**Perguntas:**
**1)** No texto sobre Boa União, reescreva o trecho que começa nas palavras com "Pátio da fazenda - (largo" e vai até "história do Brasil.", substituindo "relações sociais" por "relações econômicas".
**2)** Responda com base no texto sobre Boa União:
(a) O que se fabricava nos engenhos de cana-de-açúcar do primeiro povoamento?
(b) Às margens de qual rio o povoado se desenvolveu?
(c) Qual fazenda Negro Cosme já tinha invadido?

---- Trecho selecionado

HISTÓRIA DA COMUNIDADE BOA UNIÃO - MUNICÍPIO DE URBANO SANTOS/MA.


Alunos da comunidade em frente à Capela - (Magistério).
A comunidade tradicional de Boa União remonta a história oitocentista brasileira do final do século XIX na Região do Baixo Parnaíba Maranhense. Seus moradores mais antigos contam com convicção os fatos de como foi formado o primeiro povoamento com os engenhos de cana-de-açúcar para a fabricação de cachaça e rapadura. Hoje Boa União guarda um tesouro histórico de vestígios da famosa Insurreição dos Balaios – Guerra da Balaiada 1838-1842 e do processo socioeconômico local.

 Um canhão debaixo das mangueiras é a prova viva de um ato que por ventura tenha sido planejado para sufocar o movimento rebelde, uma vez que o comandante guerreiro Negro Cosme andava recrutando escravos naquelas redondezas, pois o mesmo já tinha invadido a Fazenda Catingueira entre as cidades de Tutóia e Barreirinhas – num lugar chamado Priá. 
Canhão de pelouro - (arma antiga do período da Balaiada).

As antigas peças do engenho, tachos de cobre, alicerces de muralhas e trincheiras do período são encontrados no local do pátio da fazenda, com mangueiras centenárias e pés de angelim. O povoado foi desenvolvido nas margens do Rio Preguiças pela atração das terras férteis e abundância de água e capinzais para os trabalhos feitos na época. Ainda pode-se ver o famoso sino da capela centenária, este que por sua vez tenha sido vindo da Europa juntamente com vasos e outros utensílios domésticos pertencentes aos proprietários da casa-grande. 
Pátio da fazenda - (largo da Capela Nossa Srª da Soledade)..

 A história de Boa União é importante para entendermos os conflitos e as relações sociais no interior do leste maranhense no final do século XIX e as primeiras décadas do século XX, um capítulo importantíssimo da história do Brasil.

--------
---- Registros fornecidos

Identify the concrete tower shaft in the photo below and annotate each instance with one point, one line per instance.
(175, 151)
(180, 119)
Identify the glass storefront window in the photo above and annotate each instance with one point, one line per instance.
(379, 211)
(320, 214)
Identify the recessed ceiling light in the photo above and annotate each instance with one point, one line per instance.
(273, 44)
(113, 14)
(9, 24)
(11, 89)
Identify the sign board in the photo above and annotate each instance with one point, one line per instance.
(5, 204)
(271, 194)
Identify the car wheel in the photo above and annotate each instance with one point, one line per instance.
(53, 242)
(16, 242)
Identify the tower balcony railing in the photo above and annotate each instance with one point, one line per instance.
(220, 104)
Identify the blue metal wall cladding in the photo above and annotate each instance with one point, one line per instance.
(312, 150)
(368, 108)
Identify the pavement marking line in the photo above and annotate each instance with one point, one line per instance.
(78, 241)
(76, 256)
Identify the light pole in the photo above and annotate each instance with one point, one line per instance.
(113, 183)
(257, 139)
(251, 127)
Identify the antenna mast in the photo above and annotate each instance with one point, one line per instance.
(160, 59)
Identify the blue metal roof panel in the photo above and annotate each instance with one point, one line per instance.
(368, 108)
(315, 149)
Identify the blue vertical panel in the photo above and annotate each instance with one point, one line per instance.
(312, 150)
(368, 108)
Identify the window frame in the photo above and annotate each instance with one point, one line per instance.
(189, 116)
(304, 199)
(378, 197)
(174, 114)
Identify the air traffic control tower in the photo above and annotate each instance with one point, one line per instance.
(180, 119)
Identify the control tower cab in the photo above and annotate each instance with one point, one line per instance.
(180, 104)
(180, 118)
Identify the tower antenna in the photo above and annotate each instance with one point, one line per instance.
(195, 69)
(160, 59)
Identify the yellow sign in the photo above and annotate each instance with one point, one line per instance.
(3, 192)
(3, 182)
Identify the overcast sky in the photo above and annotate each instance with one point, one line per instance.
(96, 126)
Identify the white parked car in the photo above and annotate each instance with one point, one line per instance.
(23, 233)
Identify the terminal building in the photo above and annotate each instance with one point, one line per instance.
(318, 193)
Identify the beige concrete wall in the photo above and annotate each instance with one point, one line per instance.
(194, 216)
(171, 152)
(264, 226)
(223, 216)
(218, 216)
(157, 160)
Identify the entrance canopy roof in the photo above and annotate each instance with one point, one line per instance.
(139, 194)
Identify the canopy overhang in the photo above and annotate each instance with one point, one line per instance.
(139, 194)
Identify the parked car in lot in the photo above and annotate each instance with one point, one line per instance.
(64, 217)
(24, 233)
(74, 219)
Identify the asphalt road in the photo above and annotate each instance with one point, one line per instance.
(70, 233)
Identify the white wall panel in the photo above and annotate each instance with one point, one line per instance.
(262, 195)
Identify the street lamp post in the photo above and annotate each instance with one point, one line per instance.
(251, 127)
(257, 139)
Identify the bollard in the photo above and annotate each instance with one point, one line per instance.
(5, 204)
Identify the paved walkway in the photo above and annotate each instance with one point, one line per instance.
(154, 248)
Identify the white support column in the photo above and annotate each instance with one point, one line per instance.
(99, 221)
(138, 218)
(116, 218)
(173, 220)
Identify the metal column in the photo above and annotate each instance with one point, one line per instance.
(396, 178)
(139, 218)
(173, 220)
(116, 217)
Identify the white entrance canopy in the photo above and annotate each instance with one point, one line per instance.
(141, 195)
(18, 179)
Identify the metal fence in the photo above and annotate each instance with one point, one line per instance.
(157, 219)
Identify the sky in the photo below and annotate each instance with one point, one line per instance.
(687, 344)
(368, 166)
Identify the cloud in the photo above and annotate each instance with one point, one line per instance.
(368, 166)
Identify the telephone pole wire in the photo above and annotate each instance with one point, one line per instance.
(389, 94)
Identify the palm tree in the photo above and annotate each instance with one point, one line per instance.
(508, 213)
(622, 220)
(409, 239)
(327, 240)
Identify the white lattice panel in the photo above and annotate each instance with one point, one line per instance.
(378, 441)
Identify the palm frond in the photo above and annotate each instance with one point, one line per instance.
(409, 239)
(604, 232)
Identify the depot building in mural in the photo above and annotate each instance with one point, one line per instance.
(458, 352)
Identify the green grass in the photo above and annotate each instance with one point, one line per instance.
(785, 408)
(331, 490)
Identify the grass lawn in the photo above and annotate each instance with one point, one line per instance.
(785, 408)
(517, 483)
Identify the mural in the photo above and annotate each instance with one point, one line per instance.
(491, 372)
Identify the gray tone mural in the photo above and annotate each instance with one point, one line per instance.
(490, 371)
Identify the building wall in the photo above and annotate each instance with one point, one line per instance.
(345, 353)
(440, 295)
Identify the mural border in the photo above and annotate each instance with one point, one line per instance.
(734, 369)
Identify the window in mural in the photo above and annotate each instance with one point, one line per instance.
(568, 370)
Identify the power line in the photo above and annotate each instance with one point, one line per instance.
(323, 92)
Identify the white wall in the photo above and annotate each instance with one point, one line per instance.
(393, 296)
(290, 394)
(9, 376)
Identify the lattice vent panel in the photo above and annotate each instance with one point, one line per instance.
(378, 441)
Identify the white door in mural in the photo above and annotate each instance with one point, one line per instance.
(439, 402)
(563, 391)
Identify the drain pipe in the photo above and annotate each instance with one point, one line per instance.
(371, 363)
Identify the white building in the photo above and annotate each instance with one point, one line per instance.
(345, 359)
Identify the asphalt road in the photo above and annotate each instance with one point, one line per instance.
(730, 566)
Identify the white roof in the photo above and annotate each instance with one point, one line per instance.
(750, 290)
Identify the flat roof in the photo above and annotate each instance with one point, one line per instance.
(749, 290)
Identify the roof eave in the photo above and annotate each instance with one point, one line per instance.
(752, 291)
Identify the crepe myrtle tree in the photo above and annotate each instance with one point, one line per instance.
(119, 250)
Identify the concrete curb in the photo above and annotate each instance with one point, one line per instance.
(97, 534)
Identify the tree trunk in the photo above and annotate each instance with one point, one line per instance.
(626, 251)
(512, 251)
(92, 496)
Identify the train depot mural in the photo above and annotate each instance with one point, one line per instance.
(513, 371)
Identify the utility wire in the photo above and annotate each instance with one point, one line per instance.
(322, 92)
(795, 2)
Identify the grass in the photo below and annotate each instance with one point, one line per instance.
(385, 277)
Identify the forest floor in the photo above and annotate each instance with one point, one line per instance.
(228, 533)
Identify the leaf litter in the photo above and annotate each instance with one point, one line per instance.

--------

**Respostas:**
**1)**
Pátio da fazenda - (largo da Capela Nossa Srª da Soledade)..

 A história de Boa União é importante para entendermos os conflitos e as relações econômicas no interior do leste maranhense no final do século XIX e as primeiras décadas do século XX, um capítulo importantíssimo da história do Brasil.

**2)**
(a) Cachaça e rapadura.
(b) Rio Preguiças.
(c) A Fazenda Catingueira.